[Exercise inputs]
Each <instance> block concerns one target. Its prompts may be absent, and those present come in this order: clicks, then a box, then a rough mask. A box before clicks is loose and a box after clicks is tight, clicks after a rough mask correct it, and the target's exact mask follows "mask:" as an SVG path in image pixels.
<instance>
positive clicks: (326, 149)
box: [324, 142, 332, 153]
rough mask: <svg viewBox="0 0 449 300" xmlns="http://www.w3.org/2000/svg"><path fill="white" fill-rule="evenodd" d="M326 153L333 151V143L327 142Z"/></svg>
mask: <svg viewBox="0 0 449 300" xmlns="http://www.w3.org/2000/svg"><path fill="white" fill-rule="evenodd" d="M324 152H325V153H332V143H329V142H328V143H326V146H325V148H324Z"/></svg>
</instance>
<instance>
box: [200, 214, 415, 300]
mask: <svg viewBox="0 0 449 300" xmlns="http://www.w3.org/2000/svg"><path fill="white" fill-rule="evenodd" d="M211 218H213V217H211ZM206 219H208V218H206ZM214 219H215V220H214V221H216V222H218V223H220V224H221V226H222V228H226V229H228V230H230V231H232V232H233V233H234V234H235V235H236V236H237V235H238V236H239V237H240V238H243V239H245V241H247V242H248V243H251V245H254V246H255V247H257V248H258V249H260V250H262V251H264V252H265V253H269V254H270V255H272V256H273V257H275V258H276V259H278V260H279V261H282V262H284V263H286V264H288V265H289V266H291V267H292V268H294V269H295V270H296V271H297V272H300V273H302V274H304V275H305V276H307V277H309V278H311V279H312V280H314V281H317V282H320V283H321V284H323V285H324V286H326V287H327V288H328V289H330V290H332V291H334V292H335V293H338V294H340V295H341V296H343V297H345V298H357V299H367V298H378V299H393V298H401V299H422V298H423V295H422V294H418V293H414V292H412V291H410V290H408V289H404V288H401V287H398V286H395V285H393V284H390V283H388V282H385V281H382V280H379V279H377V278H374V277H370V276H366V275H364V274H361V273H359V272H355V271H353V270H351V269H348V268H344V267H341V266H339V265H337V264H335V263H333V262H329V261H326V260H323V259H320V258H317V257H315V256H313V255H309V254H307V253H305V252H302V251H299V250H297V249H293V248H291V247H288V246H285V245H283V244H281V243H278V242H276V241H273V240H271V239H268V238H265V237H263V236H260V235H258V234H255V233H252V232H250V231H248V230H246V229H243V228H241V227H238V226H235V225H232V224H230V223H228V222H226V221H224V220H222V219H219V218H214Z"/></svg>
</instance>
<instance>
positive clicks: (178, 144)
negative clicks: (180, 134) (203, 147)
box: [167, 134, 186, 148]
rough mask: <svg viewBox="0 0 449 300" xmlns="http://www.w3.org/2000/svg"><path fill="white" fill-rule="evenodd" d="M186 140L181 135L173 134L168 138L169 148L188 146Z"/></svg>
[/Exercise inputs]
**How to complete this task**:
After checking the entries, state how many lines contain "clicks", and write nothing but the number.

**Your solution**:
4